Set of tasks:
**A.** In the passage on Charles Deutsch, what trophy did the #53 entry from "Automobiles Deutsch et Bonnet" win at the 1961 24 Hours of Le Mans?
**B.** Carry the passage on Charles Deutsch further, starting right after its final sentence.

Text block:
Educated at the École Polytechnique, Deutsch was a pioneer in the field of aerodynamics, and founded the Sera-CD vehicle engineering Research and Development Company (Société d’Etudes et de Réalisations Automobiles - Charles Deutsch). He used the ground-effect on race cars ten years before Chaparral and his #53 entry from "Automobiles Deutsch et Bonnet" won the "Index of Performance" trophy at the 1961 24 Hours of Le Mans. The Alpine M64 which won the Index of Thermal Performance at the 1964 Le Mans also had bodywork designed by Deutsch.

Dataset:
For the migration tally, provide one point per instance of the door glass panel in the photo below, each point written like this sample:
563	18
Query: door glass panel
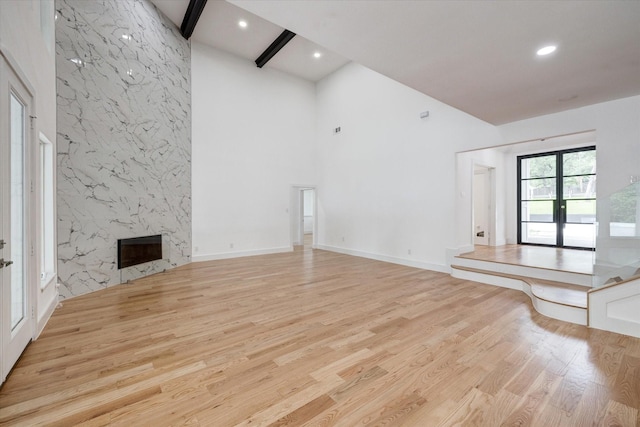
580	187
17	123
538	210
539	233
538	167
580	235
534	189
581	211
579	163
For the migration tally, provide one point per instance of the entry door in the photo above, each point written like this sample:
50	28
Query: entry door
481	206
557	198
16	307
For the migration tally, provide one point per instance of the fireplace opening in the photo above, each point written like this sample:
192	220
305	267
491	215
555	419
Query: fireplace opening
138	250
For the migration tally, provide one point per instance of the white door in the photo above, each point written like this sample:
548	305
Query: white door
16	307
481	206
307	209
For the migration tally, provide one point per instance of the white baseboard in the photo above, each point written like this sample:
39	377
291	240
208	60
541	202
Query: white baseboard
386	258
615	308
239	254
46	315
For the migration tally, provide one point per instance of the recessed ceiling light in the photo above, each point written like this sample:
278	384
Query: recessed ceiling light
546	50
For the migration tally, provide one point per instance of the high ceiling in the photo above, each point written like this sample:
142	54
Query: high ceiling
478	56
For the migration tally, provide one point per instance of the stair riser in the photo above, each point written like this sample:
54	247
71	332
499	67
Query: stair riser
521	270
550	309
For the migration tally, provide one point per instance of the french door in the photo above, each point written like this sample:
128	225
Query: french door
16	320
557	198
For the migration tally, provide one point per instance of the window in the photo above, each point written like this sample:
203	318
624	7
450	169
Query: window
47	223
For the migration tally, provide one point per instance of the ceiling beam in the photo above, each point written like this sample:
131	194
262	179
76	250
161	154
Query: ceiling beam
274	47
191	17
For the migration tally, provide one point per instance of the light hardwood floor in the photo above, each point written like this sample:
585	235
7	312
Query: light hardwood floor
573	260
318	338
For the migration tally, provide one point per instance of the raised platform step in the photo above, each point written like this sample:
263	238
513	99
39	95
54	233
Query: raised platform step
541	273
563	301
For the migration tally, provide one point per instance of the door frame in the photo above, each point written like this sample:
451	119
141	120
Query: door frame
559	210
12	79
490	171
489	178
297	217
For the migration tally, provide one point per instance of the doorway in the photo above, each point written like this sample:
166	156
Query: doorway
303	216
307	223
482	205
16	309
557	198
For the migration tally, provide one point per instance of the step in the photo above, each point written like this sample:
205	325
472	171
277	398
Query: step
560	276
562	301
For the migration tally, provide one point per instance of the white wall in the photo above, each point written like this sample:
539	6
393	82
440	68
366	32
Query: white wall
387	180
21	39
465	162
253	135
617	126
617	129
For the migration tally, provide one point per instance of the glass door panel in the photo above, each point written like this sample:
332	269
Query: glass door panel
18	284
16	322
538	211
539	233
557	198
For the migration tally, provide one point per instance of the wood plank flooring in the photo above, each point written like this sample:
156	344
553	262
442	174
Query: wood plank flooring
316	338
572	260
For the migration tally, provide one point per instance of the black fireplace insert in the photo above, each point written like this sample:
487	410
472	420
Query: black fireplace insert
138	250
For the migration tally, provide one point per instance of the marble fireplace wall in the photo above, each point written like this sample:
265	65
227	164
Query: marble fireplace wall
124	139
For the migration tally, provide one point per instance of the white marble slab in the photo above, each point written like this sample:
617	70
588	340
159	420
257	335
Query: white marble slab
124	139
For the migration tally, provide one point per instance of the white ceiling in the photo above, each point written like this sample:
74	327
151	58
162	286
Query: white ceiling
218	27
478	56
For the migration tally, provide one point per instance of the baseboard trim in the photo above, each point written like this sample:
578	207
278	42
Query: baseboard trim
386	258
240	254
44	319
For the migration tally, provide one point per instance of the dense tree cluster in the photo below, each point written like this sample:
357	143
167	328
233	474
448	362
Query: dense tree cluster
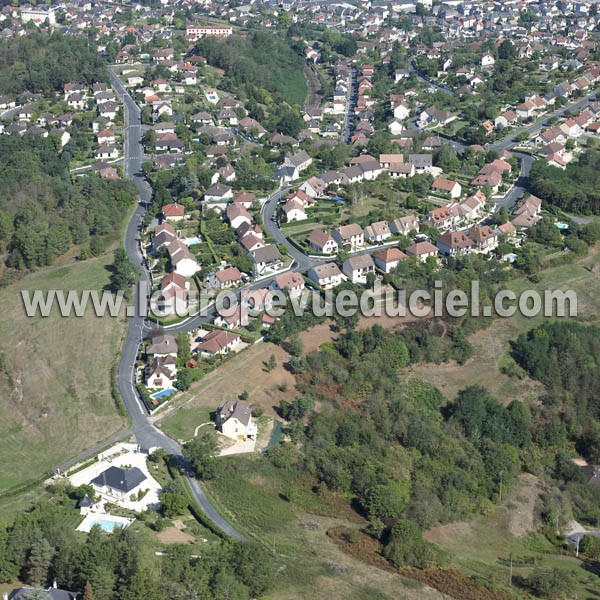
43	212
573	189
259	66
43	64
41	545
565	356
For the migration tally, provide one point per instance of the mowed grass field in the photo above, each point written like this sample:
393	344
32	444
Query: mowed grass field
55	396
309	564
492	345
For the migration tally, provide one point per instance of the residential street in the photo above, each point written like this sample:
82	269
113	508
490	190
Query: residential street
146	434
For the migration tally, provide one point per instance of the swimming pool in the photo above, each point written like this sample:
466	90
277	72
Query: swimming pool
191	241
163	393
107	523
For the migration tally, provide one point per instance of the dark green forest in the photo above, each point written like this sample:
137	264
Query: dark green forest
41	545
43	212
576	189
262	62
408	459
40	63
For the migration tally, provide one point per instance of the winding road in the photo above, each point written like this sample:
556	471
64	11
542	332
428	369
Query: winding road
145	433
--
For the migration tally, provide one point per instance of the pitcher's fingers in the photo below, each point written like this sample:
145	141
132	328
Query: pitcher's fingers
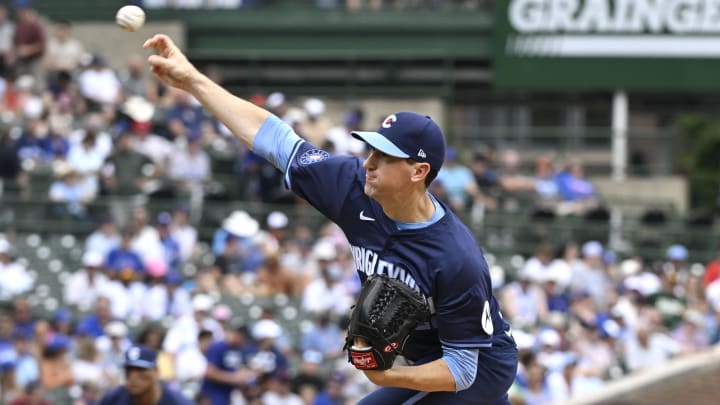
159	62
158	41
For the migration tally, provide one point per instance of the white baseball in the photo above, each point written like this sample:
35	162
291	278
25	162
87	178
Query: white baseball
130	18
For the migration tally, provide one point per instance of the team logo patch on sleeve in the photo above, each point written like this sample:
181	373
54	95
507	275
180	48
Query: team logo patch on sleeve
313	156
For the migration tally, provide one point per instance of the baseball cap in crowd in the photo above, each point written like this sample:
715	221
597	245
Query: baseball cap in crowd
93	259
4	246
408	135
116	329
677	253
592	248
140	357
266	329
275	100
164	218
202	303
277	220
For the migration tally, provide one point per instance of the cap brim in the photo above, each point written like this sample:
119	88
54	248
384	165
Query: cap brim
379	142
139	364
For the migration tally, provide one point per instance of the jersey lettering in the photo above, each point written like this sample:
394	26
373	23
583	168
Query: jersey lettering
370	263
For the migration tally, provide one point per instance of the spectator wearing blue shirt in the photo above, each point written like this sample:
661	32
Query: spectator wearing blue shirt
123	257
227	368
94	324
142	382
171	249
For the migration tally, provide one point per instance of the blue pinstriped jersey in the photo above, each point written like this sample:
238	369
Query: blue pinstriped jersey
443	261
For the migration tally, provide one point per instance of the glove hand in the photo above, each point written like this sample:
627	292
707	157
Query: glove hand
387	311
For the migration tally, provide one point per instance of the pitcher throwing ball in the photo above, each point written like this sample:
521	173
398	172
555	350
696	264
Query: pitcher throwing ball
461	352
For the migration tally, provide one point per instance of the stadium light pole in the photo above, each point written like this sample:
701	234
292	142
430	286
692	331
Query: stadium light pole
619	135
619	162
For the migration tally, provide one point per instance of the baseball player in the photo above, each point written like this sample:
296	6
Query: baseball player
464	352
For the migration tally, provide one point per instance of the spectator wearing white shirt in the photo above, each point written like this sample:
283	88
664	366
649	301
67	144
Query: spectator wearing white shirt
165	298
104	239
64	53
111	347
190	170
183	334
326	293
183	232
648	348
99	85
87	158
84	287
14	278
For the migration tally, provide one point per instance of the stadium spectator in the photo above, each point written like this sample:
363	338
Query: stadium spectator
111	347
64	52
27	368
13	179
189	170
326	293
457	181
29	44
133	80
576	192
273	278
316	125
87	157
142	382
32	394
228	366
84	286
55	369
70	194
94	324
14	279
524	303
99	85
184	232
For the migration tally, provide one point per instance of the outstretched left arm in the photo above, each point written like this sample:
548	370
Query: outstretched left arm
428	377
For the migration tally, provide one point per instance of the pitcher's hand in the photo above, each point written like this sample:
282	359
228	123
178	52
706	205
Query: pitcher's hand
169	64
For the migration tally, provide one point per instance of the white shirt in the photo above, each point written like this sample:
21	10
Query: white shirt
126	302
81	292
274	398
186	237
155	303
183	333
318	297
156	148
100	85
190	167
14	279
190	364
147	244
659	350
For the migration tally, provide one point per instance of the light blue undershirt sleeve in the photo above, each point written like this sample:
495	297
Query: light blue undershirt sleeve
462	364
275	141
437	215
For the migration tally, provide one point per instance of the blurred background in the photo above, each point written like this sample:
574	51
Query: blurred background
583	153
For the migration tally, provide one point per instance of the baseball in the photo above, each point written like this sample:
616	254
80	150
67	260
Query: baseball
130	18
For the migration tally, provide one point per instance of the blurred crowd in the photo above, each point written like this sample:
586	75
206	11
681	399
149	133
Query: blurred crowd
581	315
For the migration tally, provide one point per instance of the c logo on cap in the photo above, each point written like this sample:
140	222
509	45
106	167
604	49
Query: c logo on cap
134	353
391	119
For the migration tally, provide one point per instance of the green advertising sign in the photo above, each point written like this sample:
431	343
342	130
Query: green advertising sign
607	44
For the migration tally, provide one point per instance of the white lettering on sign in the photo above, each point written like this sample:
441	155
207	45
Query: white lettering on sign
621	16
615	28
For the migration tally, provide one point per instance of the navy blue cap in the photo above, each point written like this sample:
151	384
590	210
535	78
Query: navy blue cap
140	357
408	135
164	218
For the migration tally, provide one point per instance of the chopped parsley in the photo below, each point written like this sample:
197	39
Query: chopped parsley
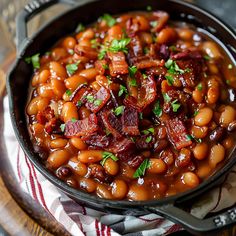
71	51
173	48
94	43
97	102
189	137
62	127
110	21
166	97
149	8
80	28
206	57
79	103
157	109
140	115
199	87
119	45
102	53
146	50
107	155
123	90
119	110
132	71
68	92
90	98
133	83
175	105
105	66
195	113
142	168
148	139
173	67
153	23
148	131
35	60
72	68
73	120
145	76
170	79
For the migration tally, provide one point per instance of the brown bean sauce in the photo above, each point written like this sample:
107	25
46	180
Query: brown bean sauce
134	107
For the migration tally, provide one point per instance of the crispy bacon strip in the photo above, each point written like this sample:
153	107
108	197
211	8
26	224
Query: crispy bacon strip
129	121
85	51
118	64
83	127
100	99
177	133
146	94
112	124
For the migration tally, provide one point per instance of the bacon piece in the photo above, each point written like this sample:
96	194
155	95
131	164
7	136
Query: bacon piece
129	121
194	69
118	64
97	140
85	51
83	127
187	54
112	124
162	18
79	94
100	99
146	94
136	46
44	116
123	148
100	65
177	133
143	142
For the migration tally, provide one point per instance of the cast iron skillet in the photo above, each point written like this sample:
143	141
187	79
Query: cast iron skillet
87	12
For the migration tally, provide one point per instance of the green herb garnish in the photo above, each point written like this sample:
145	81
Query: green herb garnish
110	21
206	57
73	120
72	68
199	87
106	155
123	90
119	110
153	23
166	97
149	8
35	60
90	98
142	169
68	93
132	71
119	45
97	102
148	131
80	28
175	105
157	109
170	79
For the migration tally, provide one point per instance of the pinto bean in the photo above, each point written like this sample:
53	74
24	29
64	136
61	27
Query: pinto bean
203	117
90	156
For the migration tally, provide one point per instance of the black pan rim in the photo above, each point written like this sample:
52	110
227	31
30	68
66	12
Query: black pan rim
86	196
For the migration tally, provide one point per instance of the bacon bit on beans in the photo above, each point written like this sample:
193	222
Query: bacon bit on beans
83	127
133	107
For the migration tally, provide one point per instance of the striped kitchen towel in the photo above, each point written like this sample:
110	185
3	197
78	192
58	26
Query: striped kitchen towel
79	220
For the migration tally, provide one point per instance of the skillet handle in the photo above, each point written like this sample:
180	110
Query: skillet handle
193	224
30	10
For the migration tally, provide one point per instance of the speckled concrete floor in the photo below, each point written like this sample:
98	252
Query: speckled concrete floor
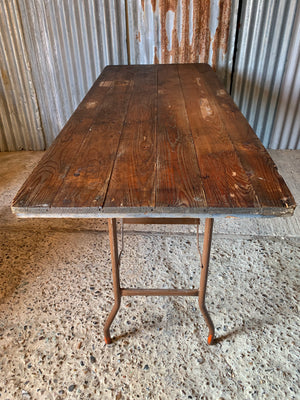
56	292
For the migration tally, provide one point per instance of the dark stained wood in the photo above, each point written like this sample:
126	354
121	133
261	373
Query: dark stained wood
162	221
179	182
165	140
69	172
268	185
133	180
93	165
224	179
...
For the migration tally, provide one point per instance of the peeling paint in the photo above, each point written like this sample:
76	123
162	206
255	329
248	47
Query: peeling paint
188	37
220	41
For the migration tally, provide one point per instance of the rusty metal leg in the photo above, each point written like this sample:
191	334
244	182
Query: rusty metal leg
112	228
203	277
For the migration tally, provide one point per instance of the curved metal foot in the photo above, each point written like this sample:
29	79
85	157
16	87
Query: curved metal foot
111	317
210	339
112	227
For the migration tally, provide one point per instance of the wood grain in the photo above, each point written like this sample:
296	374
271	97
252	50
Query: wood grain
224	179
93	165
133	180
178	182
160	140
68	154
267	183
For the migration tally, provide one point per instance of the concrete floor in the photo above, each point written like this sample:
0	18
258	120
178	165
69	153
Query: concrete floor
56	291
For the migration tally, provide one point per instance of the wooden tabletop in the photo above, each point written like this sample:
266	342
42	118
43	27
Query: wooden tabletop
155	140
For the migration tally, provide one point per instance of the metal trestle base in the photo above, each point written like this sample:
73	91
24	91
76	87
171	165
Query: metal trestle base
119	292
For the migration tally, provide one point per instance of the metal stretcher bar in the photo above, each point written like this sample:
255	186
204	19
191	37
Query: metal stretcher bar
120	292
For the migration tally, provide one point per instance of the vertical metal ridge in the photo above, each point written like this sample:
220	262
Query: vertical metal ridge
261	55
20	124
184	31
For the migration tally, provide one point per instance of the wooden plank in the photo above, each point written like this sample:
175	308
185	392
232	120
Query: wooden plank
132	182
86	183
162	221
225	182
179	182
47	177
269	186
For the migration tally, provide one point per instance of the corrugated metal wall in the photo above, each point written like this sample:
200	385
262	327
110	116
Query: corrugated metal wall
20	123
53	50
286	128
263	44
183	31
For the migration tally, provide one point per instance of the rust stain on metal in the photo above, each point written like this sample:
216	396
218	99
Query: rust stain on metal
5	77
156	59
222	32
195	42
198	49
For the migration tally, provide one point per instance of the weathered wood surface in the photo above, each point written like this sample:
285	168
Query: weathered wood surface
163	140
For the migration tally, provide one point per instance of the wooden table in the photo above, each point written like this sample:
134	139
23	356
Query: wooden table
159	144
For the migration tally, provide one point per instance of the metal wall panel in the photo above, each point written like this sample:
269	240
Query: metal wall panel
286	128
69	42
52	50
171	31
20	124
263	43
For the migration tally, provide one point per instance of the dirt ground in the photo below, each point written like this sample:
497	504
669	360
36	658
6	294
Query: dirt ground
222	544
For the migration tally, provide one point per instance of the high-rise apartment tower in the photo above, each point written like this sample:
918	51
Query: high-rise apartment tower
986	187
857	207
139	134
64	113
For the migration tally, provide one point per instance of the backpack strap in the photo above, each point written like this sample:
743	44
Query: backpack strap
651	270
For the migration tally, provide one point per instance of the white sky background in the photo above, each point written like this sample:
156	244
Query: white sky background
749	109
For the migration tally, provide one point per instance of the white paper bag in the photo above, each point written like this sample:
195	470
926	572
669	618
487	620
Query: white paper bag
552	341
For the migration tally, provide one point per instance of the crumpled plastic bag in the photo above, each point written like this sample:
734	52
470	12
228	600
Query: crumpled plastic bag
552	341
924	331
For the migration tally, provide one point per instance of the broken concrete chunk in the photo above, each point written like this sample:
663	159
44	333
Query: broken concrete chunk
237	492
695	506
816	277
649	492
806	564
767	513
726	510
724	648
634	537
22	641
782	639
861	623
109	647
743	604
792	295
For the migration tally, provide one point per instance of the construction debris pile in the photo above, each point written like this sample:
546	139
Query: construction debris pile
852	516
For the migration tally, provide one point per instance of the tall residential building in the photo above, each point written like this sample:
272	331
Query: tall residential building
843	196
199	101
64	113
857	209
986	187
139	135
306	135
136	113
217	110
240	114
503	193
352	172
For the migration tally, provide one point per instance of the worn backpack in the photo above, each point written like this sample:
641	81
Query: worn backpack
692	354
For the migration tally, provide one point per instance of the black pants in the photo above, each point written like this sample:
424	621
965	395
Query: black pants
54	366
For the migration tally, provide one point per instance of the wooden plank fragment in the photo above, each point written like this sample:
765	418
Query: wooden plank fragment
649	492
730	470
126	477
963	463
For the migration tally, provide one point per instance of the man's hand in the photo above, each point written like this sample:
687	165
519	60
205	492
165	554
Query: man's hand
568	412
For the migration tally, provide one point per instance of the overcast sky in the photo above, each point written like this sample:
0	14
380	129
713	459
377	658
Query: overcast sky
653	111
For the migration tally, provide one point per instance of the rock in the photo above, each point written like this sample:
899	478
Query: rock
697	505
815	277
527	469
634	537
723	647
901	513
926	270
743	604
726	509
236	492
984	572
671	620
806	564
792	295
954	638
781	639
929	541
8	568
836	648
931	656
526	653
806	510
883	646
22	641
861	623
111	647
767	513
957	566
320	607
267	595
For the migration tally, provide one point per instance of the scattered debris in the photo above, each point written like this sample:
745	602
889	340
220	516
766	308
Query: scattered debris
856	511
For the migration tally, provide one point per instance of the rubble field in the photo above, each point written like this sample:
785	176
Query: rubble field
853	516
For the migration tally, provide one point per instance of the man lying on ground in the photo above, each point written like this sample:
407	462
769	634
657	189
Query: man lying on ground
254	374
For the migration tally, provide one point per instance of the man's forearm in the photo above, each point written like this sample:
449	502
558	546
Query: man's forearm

Answers below:
**A.** The "Index of Performance" trophy.

**B.**
Deutsch served as President of the Société des ingénieurs de l'automobile from 1971 until 1975, followed by holding the presidency of FISITA, the International Federation of Automotive Engineering Societies, until 1978. He was also the race director of the 24 Hours of Le Mans (from 1969 until 1980) and of the Grand Prix of Monaco. French aerodynamics engineer Robert Choulet (École Centrale Paris) is Deutsch's most famous disciple.

Although Deutsch died in 1980, Sera-CD continues research and development to this day, from light to heavy vehicles using conventional and hybrid propulsion technology. On 23 April 2007 it was acquired by Sogeclair.